(Object location entries for images)
* * * * * * *

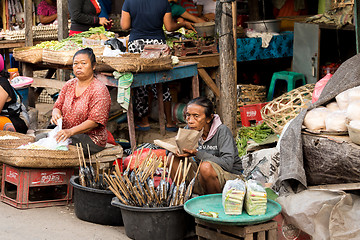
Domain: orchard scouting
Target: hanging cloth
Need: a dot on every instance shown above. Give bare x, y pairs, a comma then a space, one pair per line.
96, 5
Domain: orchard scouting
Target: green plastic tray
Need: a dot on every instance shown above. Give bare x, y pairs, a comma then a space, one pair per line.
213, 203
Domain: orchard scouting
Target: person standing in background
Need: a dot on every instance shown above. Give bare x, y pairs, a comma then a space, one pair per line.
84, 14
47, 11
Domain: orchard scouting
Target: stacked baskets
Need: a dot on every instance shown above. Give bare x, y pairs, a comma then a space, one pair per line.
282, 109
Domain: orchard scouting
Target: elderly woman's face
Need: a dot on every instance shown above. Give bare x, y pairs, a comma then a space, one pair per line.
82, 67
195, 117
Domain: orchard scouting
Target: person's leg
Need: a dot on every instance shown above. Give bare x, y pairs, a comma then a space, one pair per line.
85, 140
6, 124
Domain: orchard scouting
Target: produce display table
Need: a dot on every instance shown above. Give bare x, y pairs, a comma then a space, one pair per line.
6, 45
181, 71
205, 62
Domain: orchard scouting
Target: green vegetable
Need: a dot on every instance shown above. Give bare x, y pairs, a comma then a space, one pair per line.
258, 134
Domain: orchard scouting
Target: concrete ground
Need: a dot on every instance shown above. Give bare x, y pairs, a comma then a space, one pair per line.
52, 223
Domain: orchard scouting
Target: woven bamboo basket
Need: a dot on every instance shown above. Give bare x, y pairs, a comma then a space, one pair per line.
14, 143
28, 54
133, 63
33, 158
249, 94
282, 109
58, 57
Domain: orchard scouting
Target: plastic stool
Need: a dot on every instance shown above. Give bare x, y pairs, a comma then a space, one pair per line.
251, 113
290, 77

* * * * * * *

== Exercise instructions ==
Reproduce all of the material above line for line, leaving out the pictures.

== Exercise output ==
Domain: orchard scouting
Target: hanging cloth
Need: a dot on every instance shown above. Give bare x, y pairs, a comma then a space, one pair per line.
96, 5
Domain: orchard scouting
Target: green plastic tray
Need: a dot on every instance shown above. Give bare x, y pairs, a comma then a space, one pair per line.
213, 203
Domain: orchard scouting
Target: person standing in background
Need: a dot on every instance shown above. Give bare x, y pairs, a comma then a space, one pair per line.
84, 14
47, 11
Domain: orchard scouting
Target: stacked baskets
Need: a dot on every instance shown above. Give bare x, y pairs, a comma then a space, one pair per line.
282, 109
Domain: orchard scouting
Target: elderly woman's face
Need: a dot on every instance shown above. Give bare x, y pairs, a comma then a space, one pair per line.
82, 67
195, 117
Domain: orchard scouting
Target: person's leg
Need: a dot on every instance shown above. Give bare x, y pairs, a comma then a space, one pair per line.
85, 140
6, 124
Domain: orchard scouting
Target: produce display table
Need: a dot on every instance shown above. Give bare x, y pairs, a comma then a space, one pair per line.
6, 45
181, 71
205, 62
Domain: orchard scouting
Target: green vegetable
Need: a dot on every instance shown above. Give bare x, y pairs, a comma then a space, one pair per line.
258, 134
Domain: orchard scouting
Target: concrete ground
Need: a dot on every instance shown above. Give bare x, y pairs, a comma then a space, one pair per line.
52, 223
Domain: orchard scouting
Target: woven bamboo basket
Need: a dot on every instance shown above. Give bare x, y pairs, a comma then a space, one pair per line.
14, 143
28, 54
133, 63
33, 158
249, 94
282, 109
58, 57
Domain: orchard scouting
Target: plastic stool
Need: a dot on every instance shown above. Give bare x, y pairs, a comma then a space, one pair per line.
251, 113
290, 77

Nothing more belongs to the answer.